> **To do**
Quote the entire news article on avian flu warnings verbatim.

Don't count on government rescue, health secretary warns

March 21, 2006


BY LIZ RUSKIN

MCCLATCHY NEWS SERVICE

WASHINGTON -- Saying they want to inspire preparation, not alarm, three cabinet secretaries said Monday that the dangerous strain of avian flu is likely to make its first U.S. appearance in wild birds migrating from Asia to Alaska.

"It is increasingly likely that we will detect a highly pathogenic H5N1 strain of avian flu in birds within the U.S. borders, possibly as early as this year," Interior Secretary Gale Norton said.

The virus, which has appeared in Europe, Africa and Asia, can spread from birds to people, though there's no evidence it can be transmitted from person to person. Most human cases so far were in people who had close contact with diseased poultry, or virus-contaminated bird blood or droppings.

"At this point, if you're a bird, it's a pandemic," said Health and Human Services Secretary Mike Leavitt. "If you're a human being, it's not."

But he presented a far grimmer view Monday than Norton or Agriculture Secretary Mike Johanns.

This strain of avian flu is highly lethal and there is no human immunity, he said. It has killed at least 98 people worldwide since 2003 and has a mortality rate of about 50%.

Genetically and in the symptoms humans get, it looks very similar to the Spanish Influenza of 1918, he said, referring to a pandemic that killed at least 20 million people in two years.

Leavitt said the government has learned from its bungled response to Hurricane Katrina, but his examples suggested the response to a flu pandemic would be even worse.

After most natural disasters, health-care workers can come from elsewhere in the country to staff clinics in the affected zone. But a pandemic strikes everywhere, and each area needs all the resources it has. It also lasts longer -- a year to 18 months, he said.

Cities, schools and churches need to develop response plans, he said. Businesses, he said, should consider how they would keep going if a significant number of employees are out for weeks at a time.

[Referring expression data]
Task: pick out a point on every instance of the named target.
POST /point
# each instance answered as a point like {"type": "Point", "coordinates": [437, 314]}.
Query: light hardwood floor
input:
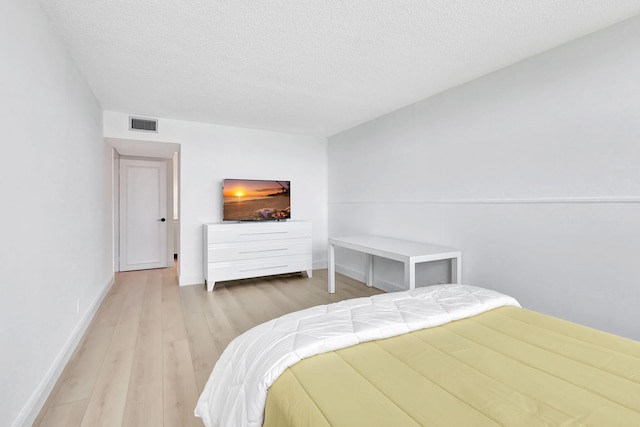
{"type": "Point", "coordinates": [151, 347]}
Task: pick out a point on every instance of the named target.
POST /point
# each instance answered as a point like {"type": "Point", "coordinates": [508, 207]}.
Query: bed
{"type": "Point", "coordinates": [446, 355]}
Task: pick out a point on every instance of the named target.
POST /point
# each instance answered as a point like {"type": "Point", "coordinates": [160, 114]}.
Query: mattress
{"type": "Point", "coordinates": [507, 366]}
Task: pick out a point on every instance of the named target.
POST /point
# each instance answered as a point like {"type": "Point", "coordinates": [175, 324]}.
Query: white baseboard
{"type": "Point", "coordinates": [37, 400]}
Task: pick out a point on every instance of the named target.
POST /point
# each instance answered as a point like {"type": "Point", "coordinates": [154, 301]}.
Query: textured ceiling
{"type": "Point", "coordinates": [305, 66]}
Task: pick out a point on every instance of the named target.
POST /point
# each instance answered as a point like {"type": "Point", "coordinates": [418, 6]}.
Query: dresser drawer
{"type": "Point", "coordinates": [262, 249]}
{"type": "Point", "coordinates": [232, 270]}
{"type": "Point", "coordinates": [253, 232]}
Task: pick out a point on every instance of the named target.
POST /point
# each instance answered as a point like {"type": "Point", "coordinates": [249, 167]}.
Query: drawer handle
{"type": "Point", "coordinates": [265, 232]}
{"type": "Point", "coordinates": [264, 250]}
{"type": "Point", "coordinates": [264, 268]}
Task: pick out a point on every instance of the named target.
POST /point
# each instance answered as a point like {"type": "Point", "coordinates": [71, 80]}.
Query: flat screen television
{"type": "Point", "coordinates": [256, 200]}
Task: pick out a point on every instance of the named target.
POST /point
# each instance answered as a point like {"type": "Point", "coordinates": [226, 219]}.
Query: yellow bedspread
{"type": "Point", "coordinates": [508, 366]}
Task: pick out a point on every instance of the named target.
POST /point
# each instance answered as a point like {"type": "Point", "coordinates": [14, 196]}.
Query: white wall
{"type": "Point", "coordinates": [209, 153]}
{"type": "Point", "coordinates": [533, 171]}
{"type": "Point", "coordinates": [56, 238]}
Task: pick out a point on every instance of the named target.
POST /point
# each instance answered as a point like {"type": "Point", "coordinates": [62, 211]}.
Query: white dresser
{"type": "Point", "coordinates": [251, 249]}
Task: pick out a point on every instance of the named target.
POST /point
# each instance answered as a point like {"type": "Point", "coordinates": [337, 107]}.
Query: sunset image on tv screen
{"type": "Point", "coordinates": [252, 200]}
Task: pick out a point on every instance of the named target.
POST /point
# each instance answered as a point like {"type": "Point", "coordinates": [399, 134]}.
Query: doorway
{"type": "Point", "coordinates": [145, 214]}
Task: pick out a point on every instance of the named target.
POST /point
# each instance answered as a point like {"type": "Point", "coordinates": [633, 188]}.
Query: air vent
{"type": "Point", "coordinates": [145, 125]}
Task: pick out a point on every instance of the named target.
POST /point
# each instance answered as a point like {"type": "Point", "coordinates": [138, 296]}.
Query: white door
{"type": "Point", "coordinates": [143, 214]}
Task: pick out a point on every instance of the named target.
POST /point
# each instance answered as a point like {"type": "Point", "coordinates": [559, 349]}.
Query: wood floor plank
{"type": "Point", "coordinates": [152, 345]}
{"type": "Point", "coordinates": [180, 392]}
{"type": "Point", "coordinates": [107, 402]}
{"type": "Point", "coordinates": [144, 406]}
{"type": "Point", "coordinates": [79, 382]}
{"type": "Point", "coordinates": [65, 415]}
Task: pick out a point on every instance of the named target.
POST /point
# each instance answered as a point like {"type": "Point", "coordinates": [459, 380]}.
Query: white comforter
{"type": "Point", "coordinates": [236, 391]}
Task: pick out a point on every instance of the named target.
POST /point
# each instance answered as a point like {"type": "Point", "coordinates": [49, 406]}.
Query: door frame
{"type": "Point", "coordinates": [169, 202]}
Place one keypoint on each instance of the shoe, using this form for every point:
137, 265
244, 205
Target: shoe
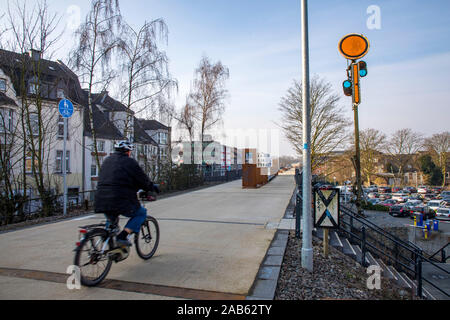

> **Task answer**
Don't count on government rescue, health secretary warns

March 21, 2006


BY LIZ RUSKIN

MCCLATCHY NEWS SERVICE

WASHINGTON -- Saying they want to inspire preparation, not alarm, three cabinet secretaries said Monday that the dangerous strain of avian flu is likely to make its first U.S. appearance in wild birds migrating from Asia to Alaska.

"It is increasingly likely that we will detect a highly pathogenic H5N1 strain of avian flu in birds within the U.S. borders, possibly as early as this year," Interior Secretary Gale Norton said.

The virus, which has appeared in Europe, Africa and Asia, can spread from birds to people, though there's no evidence it can be transmitted from person to person. Most human cases so far were in people who had close contact with diseased poultry, or virus-contaminated bird blood or droppings.

"At this point, if you're a bird, it's a pandemic," said Health and Human Services Secretary Mike Leavitt. "If you're a human being, it's not."

But he presented a far grimmer view Monday than Norton or Agriculture Secretary Mike Johanns.

This strain of avian flu is highly lethal and there is no human immunity, he said. It has killed at least 98 people worldwide since 2003 and has a mortality rate of about 50%.

Genetically and in the symptoms humans get, it looks very similar to the Spanish Influenza of 1918, he said, referring to a pandemic that killed at least 20 million people in two years.

Leavitt said the government has learned from its bungled response to Hurricane Katrina, but his examples suggested the response to a flu pandemic would be even worse.

After most natural disasters, health-care workers can come from elsewhere in the country to staff clinics in the affected zone. But a pandemic strikes everywhere, and each area needs all the resources it has. It also lasts longer -- a year to 18 months, he said.

Cities, schools and churches need to develop response plans, he said. Businesses, he said, should consider how they would keep going if a significant number of employees are out for weeks at a time.